The answer must consist of the entries, copied exactly and in full.

---

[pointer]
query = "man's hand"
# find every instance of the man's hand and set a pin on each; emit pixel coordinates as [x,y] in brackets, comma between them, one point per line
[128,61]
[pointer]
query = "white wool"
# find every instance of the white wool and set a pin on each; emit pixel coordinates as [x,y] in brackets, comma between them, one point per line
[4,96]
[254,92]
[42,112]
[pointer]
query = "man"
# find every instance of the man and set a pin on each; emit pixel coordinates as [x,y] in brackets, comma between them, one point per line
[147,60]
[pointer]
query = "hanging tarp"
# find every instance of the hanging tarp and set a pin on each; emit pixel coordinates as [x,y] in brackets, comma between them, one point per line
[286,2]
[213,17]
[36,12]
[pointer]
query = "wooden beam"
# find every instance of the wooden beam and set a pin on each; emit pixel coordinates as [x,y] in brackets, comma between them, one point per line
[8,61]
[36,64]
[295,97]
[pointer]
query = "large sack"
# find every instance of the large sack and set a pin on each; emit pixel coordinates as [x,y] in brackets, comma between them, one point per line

---

● Your response
[pointer]
query = "man's hand"
# find every instance of the man's hand and set a pin on each; emit pixel coordinates as [x,y] in brackets, comma between them, one point per line
[128,61]
[pointer]
query = "white wool"
# find every instance of the white wool and set a pin on each; emit pixel coordinates as [x,y] in brackets, comma between them, one point per line
[4,96]
[254,92]
[42,112]
[pointer]
query = "man"
# find every instance of the man and set a pin on each; emit pixel coordinates as [x,y] in brackets, comma between them, one point per line
[147,60]
[pointer]
query = "hanging tarp"
# find every instance of the hanging tarp and set a pin on each; emit pixel coordinates as [x,y] in brackets, comma between them, one point per line
[286,2]
[213,17]
[36,12]
[pointer]
query = "wooden beam"
# find every instance of the wooden beam and set a pin on each; emit pixel coordinates as [x,y] in brackets, comma between them, one point per line
[8,61]
[36,64]
[295,97]
[pointer]
query = "large sack"
# find every instance of the large sack and set a pin on each; emit pixel coordinates as [x,y] in brackets, comma between them, one point per line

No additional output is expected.